Text shown -
Genocide: Remembering the 15,593 wiped-out families

Pictures of some of the children killed in 1994 Genocide against the Tutsi at Murambi Genocide Memorial in Nyamagabe District. Sam Ngendahimana

One of the tragedies that Rwandans were left to grapple with after the 1994 Genocide against the Tutsi is the reality of completely wiped out families.

A family is considered wiped out when both parents and all the children are killed.

 

After decades of collecting information about families that were completely wiped out during the Genocide against the Tutsi, the president of the Alumni of Genocide Survivors’ Students Association (GAERG), Egide Gatari, says that the exercise is complete. He sat down with The New TimesNasra Bishumba to shed more light on this and more.

 

Excerpts:

 

The exercise to identify wiped out families has been ongoing. What is the current status with regard to identifying these families?

The exercise to identify wiped out families kicked off in 2008. Our resources were limited so obviously this slowed down the exercise. We started off with a few districts in partnership with our members who were born in these particular areas, grassroots IBUKA leadership at the district level, sectors, cells and villages.

GAERG president Egide Gatari. / Courtesy

We used the method that was almost similar to the one used to collect information during the Gacaca courts. Picking the district of focus in the search was mostly based on where these families would be remembered that particular year.

The exercise ended last year and the families that were completely wiped out are 15,593 comprising of 68,871people.

Are these numbers the final ones or should we expect to see any changes in future?

We cannot confirm that these are the final numbers because first of all, there are areas that were inhabited exclusively by Tutsis, where they were completely wiped and the neighbouring villagers are not ready to share any information.

Secondly, we have people who have since moved to these areas and have no information regarding those who perished. This is common in urban centres.

Now that the exercise is complete, how is this information going to be utilised?

This is evidence. I say this in the context that those who prepared the genocide, supported and executed it had a plan to wipe out Tutsis and to an extent they achieved that.

Secondly, since 2008, GAERG used information regarding wiped out families to not only remember them but to keep the legacy where we say that because we survived, they shall never be forgotten. More specifically, GAERG has started a project to write a book and we are putting together a Digital Database regarding these families. All this is being done in a modern way so that generations to come will know these families.

[Dataset entries]
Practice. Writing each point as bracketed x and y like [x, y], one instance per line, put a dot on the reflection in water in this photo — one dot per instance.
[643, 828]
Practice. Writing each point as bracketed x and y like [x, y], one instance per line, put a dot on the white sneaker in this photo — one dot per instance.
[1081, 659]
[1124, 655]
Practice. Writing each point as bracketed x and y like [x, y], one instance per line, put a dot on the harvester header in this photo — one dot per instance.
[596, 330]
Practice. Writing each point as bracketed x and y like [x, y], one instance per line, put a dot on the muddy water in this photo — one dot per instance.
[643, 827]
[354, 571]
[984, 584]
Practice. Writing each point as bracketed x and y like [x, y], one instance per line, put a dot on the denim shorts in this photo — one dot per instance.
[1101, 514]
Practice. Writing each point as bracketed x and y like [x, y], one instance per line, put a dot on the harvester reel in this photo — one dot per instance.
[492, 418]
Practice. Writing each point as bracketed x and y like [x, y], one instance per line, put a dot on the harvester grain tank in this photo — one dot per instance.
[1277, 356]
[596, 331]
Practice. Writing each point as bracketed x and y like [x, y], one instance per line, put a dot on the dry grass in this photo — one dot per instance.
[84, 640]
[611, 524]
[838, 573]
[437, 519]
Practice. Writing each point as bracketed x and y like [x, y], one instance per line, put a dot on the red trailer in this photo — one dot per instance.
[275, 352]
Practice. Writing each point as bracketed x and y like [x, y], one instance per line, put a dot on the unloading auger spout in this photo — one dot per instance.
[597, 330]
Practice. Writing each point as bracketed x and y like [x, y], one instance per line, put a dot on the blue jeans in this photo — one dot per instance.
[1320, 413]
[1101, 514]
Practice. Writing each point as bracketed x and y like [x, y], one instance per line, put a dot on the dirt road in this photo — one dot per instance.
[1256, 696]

Problem set -
- A) In the interview on wiped-out families, when is a family considered wiped out?
- B) Write the next part of the interview about families wiped out in the 1994 Genocide against the Tutsi, picking up after its final sentence.

Results for each task -
- A) When both parents and all the children are killed.

- B)
What lessons did you draw from the process to collect the information about wiped out families?

The lessons were very many and we continue to learn more. For instance, the process emphasised the value and the need to make remembering these families our obligation.

It also emphasised the importance of teamwork. If it wasn’t for the support that we got from local leaders, we wouldn’t have found all the information that we needed.

Taking the first step is important. When we started off this exercise, we had no resources and yet this is the kind of project that requires you to travel to many villages. We also had to trace the people who knew something about the victims, who unfortunately are scattered in different provinces.

However, we were determined. We felt that even if it took us 100 years, we would achieve our dream to know more about these families. Finally, we got support from government institutions, members of GAERG, individuals and other organisations and 11 years later, here we are.

There are many lessons that Rwandans can draw from these families. When you look at what they used to do professionally, their social lives, the kind of country that they wished to live in, there is a lot that they can teach you. You will realise how we lost people, their intellect, their gifts and much more.

We hope to highlight all this in the book.

Do you worry that there are families that we will never know?

It is very possible. There are reasons I mentioned above but also, we have cases where families had moved to new places and had not yet been familiar to the community around them and were killed based on the ethnicity in their ID.

What can you tell Rwandans during this period to commemorate those who were killed during the genocide?

As Rwandans, we should all work together so that all the information that we have about wiped families comes to light. After we have uploaded the list of these families and their details, we will also give those with information space where they can provide additional information or new information. Of course, all this information will be subjected to verification. We still have a long way to go.

So what next?

The next big plan is to complete the project to write the book and to put together the database of these families. To achieve this, we need Rwf65m. So far, we have only Rfw15m of this but we are hopeful that with support from anyone who wants to keep the memory of these families alive, we will achieve this goal.